━━━ RECORDS SHOWN ━━━

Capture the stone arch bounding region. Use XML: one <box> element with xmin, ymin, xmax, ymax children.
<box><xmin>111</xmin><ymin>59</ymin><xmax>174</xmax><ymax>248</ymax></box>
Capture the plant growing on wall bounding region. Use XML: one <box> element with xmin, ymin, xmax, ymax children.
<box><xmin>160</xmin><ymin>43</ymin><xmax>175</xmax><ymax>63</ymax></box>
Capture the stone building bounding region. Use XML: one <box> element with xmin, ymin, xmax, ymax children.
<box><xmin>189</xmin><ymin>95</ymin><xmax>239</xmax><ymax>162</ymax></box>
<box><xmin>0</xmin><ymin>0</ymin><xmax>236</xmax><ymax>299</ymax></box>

━━━

> _TASK DESCRIPTION_
Can you write out all the records above again, requests included, with every bounding-box coordinate in the answers lowered by 64?

> _FINAL RESULT_
Capture the stone arch bounding region. Use XML: one <box> element with xmin, ymin, xmax, ymax children.
<box><xmin>47</xmin><ymin>-5</ymin><xmax>110</xmax><ymax>184</ymax></box>
Capture the plant growing on wall bounding region. Use XML: one <box> element with xmin, ymin, xmax, ymax children.
<box><xmin>96</xmin><ymin>-21</ymin><xmax>111</xmax><ymax>-1</ymax></box>
Capture the stone building bounding region. Use XML: one <box> element with xmin, ymin, xmax, ymax children.
<box><xmin>125</xmin><ymin>31</ymin><xmax>175</xmax><ymax>98</ymax></box>
<box><xmin>-64</xmin><ymin>-64</ymin><xmax>172</xmax><ymax>235</ymax></box>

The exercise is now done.